*To be done*
Select every line in the records below that contains the word "support" and copy those lines. Case counts.

◇ ◇ ◇ ◇ ◇ ◇ ◇

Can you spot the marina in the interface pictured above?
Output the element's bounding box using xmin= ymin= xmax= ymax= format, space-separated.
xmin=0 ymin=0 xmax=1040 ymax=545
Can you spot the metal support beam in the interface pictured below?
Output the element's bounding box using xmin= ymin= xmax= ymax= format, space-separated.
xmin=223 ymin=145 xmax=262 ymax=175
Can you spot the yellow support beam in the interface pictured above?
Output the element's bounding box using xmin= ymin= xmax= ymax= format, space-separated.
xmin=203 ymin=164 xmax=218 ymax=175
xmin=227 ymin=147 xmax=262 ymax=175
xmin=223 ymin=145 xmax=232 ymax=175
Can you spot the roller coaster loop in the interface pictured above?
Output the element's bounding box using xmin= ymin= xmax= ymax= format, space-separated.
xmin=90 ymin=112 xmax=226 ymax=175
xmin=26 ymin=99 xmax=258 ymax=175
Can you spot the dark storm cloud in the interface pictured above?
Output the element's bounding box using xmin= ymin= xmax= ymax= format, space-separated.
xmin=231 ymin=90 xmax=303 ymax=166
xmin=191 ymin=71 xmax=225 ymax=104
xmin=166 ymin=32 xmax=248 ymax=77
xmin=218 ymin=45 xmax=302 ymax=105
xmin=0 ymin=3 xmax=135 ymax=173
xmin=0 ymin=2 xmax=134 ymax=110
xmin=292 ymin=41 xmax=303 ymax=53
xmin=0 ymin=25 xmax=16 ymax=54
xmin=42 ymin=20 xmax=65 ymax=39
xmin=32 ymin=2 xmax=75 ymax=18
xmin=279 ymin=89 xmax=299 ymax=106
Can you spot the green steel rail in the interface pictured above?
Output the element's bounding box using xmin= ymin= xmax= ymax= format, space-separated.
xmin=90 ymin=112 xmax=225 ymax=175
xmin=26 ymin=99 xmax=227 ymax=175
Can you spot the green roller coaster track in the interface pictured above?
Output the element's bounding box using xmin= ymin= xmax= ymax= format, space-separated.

◇ ◇ ◇ ◇ ◇ ◇ ◇

*Task solution*
Can you spot the metal support beam in the interface pictured below?
Can you spot the yellow support beam in the interface pictured above?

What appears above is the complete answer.